__Task directions__.
From the material that follows, count the lines with the word "jacket" in them. Reply with the number only.

__Material for the task__.
>>>
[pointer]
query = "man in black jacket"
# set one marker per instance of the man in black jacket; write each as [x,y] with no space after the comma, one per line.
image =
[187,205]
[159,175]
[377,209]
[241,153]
<<<
__Your response__.
2